Wednesday, November 23, 2011

Canadian Mounty Monopoly


This monopoly board is part of a series of monopoly boards i played with (use the search function on my blog to find monopoly and you'll see some).
This particular piece uses monopoly money in the centre. 
It also features a photograph of two Canadian mounties in discussion. I took that photo in Vancouver in 2009 at an art exhibition at the Vancouver Public Library. 
I printed a heap of the Canadian Mounties on photographic paper as free passes for the first improv show I produced for Sydney Fringe in 2010, Pink Ladies.



That little elephant was given to me by a Sri Lankan exchange student who was one of the first boys I ever kissed. I think his name was Kris. or Krys. 


Yes, the dice are stuck on!





Wednesday, November 16, 2011

Gameboard and Monopoly houses

I went through a gameboard phase in 2011. I know it was 2011, because I asked my friend Ruth who shopped in thrift shops to look out for monopoly sets for me. I went to Chicago for their summer to study improv. When i was there i got occasional texts from her saying she'd found monopoly or scrabble boards, and I sent her money.
this gameboard from a Dracula board game i turned into a 3D map using the houses from the monopoly sets (see parts of them here and here) that she found for me. 

I used a handmade paper with bits of bamboo in it to cover over the gameboard, and I imagined little neighbourhoods based on the arterial roads created by the bamboo. I kept colours together because it was clearly what would happen. 
The houses differ in size (some of the monopoly sets were for little kids, the houses were quite large). I equated this with the mansions and the slums and the differing sizes in between.




Over time the houses have fallen off (i stuck them on with several different kinds of glues). And it was quite hard to store. So this has been assigned to the great recycle bin in the sky. The photos look great though!
And what I learnt from this piece I applied in my Newtown series in 2013.

Friday, October 7, 2011

Kimonopoly 2 and 3

While I was away in Chicago in 2011 my friend Ruth was combing St Vincent de Paul and its mates to find me old monopoly and scrabble boards. So began a whole series of pieces made on monopoly boards and with monopoly pieces (follow the link to see more of them). 
This was one of the first. I used patterns from a kimono pattern book 



I tried using repeating images like with the Canadian Mounties.

◆ GIVEN MATERIAL ◆
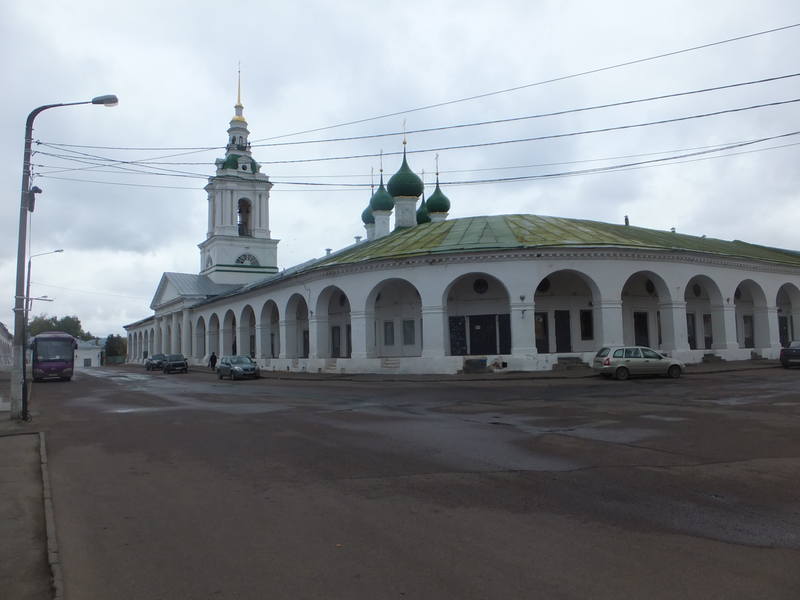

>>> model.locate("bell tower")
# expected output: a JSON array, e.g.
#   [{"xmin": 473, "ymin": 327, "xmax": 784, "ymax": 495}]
[{"xmin": 198, "ymin": 73, "xmax": 278, "ymax": 283}]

◆ DIRECTIVES ◆
(A) List the title of each post in the blog excerpt.
(B) Quote the blog excerpt word for word, starting at "I used a handmade" and stopping after "series in 2013.".

◆ TASK-BY-TASK SOLUTIONS ◆
(A)
- Canadian Mounty Monopoly
- Gameboard and Monopoly houses
- Kimonopoly 2 and 3

(B)
I used a handmade paper with bits of bamboo in it to cover over the gameboard, and I imagined little neighbourhoods based on the arterial roads created by the bamboo. I kept colours together because it was clearly what would happen. 
The houses differ in size (some of the monopoly sets were for little kids, the houses were quite large). I equated this with the mansions and the slums and the differing sizes in between.




Over time the houses have fallen off (i stuck them on with several different kinds of glues). And it was quite hard to store. So this has been assigned to the great recycle bin in the sky. The photos look great though!
And what I learnt from this piece I applied in my Newtown series in 2013.